- Task inputs -
--------

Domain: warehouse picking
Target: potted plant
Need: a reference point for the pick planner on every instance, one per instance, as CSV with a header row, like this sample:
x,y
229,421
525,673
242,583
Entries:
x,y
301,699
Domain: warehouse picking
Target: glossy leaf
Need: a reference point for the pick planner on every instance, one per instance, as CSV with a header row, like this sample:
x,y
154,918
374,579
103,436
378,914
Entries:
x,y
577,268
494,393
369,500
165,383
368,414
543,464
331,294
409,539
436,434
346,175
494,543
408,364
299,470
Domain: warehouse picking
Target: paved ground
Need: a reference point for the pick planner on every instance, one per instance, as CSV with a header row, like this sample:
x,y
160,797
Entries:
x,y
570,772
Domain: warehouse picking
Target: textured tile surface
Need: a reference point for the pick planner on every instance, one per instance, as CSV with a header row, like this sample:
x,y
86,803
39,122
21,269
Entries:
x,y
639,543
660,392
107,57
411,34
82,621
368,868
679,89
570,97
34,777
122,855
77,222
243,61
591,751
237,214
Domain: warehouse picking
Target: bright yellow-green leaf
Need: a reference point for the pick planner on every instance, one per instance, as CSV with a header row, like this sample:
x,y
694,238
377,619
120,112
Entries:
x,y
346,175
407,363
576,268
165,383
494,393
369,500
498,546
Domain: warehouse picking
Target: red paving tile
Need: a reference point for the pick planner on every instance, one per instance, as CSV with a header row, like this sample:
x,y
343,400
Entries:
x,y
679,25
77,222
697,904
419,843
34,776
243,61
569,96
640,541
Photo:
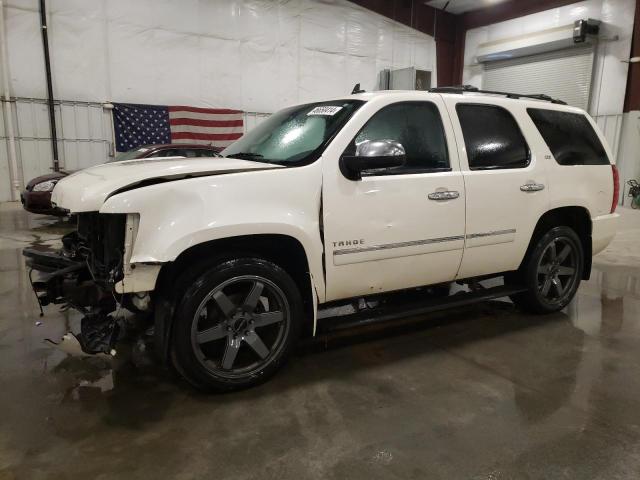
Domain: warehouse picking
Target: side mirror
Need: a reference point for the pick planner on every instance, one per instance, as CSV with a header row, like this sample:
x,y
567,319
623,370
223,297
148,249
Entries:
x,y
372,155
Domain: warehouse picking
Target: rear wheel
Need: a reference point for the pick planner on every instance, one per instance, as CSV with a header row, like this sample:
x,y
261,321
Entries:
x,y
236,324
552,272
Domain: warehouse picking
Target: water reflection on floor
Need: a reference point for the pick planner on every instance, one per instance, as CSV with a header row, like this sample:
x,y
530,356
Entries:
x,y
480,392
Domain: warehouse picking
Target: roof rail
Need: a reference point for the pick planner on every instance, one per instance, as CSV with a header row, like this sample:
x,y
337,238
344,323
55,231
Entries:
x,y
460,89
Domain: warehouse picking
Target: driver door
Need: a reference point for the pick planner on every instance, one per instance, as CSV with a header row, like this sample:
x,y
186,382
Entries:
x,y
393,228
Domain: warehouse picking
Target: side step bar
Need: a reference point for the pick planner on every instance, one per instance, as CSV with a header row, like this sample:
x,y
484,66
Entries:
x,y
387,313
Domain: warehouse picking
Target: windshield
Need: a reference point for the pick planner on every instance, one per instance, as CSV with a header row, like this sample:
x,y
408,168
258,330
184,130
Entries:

--------

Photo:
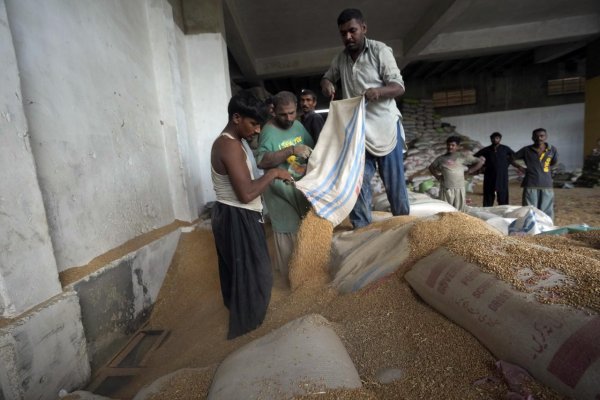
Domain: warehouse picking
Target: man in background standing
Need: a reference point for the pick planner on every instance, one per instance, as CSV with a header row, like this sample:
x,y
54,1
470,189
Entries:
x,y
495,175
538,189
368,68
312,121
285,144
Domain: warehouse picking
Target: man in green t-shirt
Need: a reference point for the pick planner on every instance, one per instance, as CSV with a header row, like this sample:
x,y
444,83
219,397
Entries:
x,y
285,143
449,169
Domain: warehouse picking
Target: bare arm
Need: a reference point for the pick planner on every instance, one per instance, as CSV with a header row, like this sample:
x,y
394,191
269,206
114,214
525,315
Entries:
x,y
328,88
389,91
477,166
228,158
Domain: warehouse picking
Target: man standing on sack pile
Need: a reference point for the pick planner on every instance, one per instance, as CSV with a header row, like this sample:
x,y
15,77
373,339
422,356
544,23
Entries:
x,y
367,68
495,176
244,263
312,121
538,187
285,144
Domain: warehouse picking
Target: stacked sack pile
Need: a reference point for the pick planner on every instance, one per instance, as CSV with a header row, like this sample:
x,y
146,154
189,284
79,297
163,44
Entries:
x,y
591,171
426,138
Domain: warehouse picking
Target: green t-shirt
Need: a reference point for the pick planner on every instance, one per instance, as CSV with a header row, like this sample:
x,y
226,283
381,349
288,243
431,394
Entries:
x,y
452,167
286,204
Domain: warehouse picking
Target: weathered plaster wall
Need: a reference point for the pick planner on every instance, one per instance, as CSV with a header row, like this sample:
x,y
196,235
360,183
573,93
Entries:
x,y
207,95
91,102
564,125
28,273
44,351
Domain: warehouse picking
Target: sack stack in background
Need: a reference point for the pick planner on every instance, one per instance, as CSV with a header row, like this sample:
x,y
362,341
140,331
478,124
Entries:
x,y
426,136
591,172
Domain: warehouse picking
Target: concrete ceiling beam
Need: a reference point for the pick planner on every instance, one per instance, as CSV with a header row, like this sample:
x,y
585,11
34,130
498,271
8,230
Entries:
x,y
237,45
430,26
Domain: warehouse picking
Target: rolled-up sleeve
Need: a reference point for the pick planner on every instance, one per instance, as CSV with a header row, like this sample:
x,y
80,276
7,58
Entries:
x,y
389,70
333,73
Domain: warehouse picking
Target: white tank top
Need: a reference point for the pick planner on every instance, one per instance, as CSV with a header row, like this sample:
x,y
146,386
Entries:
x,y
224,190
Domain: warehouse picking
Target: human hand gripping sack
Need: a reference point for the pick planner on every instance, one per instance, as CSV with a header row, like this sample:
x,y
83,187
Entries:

--------

- Work to do -
Please count the lines in the records above that contain the string "side", treating case as significant, and give only that number.

- Reply to the task -
2